----- EXCERPTED PASSAGE
Have you tried the clang or gcc asan/tsan/usan sanitisers as a replacment? There are pros and cons of valgrind vs compile time instrumentation. The sanitisers increase the memory footprint, but run with less overhead. valgrind can detect some errors that the sanitizers cannot etc.

I haven't, mostly just because it happens so rarely and I just want a quick fix, but some of my colleagues have started building the sanitizers into their production process. I probably should just for the sake of good practice.

Are you sure? IIRC valgrind supports everything up to macOS Sierra.

Oh, my mistake. It's "High Sierra" on which it can't work. I can't keep track of the OS names.

Local kernel-level DoS sadly isn't uncommon on the Mac. I remember finding some trivial ways to panic the kernel using ptrace() back in 2006 or so.

What version of macOS are you running with?

I'm the initial bug reporter. This machine is on 10.13.3.

I don't even use a mac but I've heard terrible things about High Sierra, is it really that bad?

Seems like they pushed a bunch of substantial changes to the kernel.

It's not bad, nothing's a show-stopper, there's just several little annoyances and embarrassing security issues.

My example is that there's an empty blank line in the bottom of about half of my terminal sessions. I haven't looked into it, and I assume it'll disappear in a future point release.

I've waited for the dust to settle before doing the upgrade, and did upgrade one machine after another, but I didn't meet anything problematic, this has been a smooth upgrade.

I've waited a bit after the "root" security issue, and now I prefer to be on the latest version.

I havent had an issue with it. Other people have.

You might want to run it again in 10.13.4 beta :)

My choice is to avoid OS beta versions ^_^

on twitter she noted it was 10.13.x

I found the style of the article to be quite refreshing somehow. The OP is not trying to look like a smartass about the discovery (a trait very common in the IT industry), and she acknowledges that she doesn't really understand what is the underlying cause. She is just happy that she discovered something and is keen on sharing it with the world.

Yeap! Julia Evans is generally awesome.

You should read the rest of her writing, her work is always a treat to read.

I wish there was more of this. Exploring tech should be a delight.

I've been writing a devlog on implementing a Lua vm in handwritten WebAssembly, https://www.patreon.com/serprex it pieces together the commit log with a stream of consciousness aspect

Very much admits an 'I have no idea what I'm doing' experience

Looks quite interesting project, good luck.
----------
----- INFORMATION SHOWN
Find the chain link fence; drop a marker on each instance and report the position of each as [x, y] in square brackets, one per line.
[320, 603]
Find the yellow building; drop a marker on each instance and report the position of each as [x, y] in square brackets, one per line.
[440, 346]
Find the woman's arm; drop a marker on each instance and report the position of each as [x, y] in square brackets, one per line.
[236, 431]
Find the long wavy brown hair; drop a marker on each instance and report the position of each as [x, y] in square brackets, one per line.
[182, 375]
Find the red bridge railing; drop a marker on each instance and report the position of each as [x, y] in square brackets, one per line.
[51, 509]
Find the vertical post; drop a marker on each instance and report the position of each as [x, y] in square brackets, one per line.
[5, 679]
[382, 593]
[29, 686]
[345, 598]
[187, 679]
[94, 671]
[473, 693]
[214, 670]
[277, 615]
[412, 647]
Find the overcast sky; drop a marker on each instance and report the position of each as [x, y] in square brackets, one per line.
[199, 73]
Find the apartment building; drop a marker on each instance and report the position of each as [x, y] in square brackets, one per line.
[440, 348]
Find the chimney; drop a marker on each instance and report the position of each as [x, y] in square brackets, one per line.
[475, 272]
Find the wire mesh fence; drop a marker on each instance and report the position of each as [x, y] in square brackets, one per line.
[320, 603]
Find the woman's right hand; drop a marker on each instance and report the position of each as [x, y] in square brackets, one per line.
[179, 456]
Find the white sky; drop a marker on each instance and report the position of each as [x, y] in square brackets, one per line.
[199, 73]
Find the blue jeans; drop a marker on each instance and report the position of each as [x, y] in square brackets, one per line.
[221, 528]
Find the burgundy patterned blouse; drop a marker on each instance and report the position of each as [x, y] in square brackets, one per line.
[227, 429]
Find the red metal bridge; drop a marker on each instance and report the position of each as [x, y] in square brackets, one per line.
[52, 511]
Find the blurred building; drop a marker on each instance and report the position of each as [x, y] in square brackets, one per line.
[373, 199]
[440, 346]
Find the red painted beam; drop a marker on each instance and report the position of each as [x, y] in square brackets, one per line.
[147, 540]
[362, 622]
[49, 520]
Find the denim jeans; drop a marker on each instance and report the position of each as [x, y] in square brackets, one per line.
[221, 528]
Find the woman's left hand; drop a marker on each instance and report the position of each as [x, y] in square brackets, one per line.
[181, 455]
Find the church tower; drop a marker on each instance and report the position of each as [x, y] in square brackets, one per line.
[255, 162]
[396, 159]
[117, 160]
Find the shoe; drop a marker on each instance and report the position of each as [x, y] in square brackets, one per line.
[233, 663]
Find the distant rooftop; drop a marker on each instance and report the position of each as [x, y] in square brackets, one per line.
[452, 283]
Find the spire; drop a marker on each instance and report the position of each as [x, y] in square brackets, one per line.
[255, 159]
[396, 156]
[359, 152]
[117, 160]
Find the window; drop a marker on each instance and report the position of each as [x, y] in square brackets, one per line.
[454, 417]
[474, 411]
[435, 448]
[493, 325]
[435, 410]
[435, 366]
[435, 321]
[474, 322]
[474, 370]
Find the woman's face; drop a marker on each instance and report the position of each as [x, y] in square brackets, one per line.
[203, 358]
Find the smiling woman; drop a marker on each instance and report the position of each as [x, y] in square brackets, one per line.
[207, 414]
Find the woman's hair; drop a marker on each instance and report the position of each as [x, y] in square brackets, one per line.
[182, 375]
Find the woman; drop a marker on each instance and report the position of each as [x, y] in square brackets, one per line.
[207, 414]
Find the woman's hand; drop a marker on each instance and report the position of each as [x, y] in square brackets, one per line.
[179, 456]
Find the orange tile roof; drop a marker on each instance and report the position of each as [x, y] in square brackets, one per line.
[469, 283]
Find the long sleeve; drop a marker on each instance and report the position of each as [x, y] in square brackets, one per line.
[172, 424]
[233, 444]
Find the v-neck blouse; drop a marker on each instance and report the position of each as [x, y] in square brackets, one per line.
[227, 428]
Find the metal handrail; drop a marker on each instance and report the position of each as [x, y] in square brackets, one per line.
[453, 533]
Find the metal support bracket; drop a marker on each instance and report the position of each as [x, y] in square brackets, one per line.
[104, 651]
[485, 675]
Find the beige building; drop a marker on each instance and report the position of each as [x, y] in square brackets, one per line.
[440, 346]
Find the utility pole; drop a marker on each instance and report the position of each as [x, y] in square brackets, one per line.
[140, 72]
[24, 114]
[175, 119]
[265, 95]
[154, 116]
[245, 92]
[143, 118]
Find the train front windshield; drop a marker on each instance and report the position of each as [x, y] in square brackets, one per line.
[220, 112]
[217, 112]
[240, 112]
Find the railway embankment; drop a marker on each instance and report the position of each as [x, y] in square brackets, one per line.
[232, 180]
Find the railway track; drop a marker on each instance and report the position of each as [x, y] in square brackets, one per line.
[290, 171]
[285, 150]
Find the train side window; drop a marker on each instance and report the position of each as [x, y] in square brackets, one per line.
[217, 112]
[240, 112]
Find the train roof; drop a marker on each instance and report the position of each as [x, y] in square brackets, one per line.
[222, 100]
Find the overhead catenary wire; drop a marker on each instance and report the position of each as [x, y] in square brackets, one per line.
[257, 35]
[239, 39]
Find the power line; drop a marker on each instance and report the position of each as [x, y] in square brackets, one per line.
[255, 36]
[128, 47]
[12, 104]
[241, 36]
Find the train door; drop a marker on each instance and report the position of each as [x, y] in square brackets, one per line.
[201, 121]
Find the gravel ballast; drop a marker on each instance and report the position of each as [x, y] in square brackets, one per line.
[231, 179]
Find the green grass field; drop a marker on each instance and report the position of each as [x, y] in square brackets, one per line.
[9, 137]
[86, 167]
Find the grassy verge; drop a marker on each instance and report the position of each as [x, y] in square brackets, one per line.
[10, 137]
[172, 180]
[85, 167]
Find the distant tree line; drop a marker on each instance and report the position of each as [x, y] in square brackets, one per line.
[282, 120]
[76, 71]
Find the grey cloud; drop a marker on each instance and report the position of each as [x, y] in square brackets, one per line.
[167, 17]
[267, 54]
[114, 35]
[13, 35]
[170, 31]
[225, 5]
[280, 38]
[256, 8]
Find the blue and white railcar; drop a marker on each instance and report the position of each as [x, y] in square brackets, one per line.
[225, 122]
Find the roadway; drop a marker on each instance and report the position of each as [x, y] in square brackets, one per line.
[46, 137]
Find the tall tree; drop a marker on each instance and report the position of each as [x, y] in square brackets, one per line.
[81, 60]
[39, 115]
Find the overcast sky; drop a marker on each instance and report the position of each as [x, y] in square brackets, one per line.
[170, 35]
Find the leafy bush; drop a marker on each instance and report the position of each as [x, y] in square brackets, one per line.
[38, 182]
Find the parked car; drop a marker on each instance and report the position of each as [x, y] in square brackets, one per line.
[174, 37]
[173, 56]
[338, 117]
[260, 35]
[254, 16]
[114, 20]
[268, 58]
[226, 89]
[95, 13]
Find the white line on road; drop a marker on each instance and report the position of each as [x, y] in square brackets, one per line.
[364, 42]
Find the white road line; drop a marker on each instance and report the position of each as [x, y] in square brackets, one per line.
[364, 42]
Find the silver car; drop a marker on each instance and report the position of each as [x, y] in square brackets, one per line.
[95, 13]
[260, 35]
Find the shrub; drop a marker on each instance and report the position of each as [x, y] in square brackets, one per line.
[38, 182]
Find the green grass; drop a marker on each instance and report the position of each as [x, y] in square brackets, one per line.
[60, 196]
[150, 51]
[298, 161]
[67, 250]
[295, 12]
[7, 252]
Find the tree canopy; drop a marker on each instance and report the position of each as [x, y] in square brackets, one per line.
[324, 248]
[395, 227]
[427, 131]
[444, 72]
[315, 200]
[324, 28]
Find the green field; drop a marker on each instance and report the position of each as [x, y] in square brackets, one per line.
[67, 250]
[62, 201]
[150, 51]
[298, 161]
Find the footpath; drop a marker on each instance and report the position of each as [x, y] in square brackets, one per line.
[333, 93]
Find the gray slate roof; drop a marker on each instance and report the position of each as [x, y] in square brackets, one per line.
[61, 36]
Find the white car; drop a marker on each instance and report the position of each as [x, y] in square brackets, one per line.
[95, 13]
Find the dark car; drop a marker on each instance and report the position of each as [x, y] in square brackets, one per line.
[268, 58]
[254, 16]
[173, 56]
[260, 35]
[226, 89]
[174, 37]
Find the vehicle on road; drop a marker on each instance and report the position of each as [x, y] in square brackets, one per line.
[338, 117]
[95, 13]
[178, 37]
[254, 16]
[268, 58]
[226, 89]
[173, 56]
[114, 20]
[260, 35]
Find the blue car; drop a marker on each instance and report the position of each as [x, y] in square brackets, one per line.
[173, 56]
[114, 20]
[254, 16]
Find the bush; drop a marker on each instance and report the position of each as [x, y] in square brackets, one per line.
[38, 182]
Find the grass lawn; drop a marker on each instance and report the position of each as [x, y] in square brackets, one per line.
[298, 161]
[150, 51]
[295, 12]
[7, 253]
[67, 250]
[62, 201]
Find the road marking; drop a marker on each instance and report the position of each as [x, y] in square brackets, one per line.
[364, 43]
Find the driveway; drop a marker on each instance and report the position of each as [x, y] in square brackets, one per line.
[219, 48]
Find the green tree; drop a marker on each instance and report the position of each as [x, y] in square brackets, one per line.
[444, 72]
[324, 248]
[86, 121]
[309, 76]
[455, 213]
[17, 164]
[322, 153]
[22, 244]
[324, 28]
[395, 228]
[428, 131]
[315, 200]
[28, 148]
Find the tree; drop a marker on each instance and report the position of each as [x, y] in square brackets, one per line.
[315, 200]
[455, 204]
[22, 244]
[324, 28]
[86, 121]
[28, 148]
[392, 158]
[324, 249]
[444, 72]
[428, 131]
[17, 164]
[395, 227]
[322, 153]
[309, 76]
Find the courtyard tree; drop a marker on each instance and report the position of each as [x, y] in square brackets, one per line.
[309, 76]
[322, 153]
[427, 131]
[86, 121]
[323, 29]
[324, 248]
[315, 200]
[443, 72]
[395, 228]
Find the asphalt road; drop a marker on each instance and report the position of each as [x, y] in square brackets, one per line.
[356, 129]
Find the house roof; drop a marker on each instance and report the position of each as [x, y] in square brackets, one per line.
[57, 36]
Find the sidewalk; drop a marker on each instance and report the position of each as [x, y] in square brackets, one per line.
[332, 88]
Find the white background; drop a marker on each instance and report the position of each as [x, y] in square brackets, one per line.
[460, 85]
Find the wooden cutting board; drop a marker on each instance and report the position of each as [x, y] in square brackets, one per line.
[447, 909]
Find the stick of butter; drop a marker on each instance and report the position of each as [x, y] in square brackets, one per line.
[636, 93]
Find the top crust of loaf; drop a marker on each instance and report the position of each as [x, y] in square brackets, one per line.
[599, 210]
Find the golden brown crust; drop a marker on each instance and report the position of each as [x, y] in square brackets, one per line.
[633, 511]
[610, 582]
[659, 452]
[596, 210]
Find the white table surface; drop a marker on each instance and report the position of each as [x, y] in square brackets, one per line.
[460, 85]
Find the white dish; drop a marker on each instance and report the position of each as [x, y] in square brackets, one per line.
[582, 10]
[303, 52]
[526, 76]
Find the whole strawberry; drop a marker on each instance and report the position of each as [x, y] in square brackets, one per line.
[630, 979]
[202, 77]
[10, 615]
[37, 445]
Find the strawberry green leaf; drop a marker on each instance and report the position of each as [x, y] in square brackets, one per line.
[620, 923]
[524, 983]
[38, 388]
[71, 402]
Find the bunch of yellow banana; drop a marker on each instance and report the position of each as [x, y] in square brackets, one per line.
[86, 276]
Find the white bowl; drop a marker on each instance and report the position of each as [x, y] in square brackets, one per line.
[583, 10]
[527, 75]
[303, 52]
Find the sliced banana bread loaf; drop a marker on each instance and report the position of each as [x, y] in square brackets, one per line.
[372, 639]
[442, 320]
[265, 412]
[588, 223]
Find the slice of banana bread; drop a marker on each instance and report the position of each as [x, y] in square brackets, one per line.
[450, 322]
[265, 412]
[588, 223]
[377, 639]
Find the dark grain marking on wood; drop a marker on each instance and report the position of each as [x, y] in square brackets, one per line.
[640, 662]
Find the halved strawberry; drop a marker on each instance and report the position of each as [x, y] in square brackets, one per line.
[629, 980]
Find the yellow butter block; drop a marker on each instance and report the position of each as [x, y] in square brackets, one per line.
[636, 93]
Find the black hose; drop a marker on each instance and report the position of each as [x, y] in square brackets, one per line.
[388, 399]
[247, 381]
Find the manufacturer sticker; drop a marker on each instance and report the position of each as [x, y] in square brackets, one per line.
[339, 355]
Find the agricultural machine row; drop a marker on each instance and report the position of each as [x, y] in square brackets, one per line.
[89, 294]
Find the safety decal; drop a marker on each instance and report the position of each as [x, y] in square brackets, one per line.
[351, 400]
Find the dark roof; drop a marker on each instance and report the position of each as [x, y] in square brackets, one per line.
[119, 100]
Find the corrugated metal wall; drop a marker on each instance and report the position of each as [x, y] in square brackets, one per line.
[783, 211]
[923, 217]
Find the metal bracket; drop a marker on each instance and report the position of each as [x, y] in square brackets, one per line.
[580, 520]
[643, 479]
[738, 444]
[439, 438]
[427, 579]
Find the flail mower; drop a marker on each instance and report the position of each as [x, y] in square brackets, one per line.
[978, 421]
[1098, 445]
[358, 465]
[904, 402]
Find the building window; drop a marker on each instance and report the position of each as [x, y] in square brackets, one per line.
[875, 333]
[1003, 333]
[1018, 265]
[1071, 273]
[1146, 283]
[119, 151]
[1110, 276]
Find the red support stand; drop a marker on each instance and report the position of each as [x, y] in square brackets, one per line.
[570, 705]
----------
** REQUIRED TASKS **
1. Decide whether each statement below agrees with the forum thread about valgrind and macOS. Answer yes or no for each, and quote the words of the thread that decide it. (a) The sanitizers use more memory but run with less overhead than valgrind. (b) The initial bug reporter's machine is on macOS 10.13.4. (c) A commenter corrects the claim so that the version on which valgrind can't work is macOS Sierra.
2. Write out the forum thread about valgrind and macOS between "Seems like they" and "a smooth upgrade.", inclusive.

** RESULTS FOR EACH TASK **
1.
(a) Yes: "The sanitisers increase the memory footprint, but run with less overhead."
(b) No: "This machine is on 10.13.3."
(c) No: "It's "High Sierra" on which it can't work."

2.
Seems like they pushed a bunch of substantial changes to the kernel.

It's not bad, nothing's a show-stopper, there's just several little annoyances and embarrassing security issues.

My example is that there's an empty blank line in the bottom of about half of my terminal sessions. I haven't looked into it, and I assume it'll disappear in a future point release.

I've waited for the dust to settle before doing the upgrade, and did upgrade one machine after another, but I didn't meet anything problematic, this has been a smooth upgrade.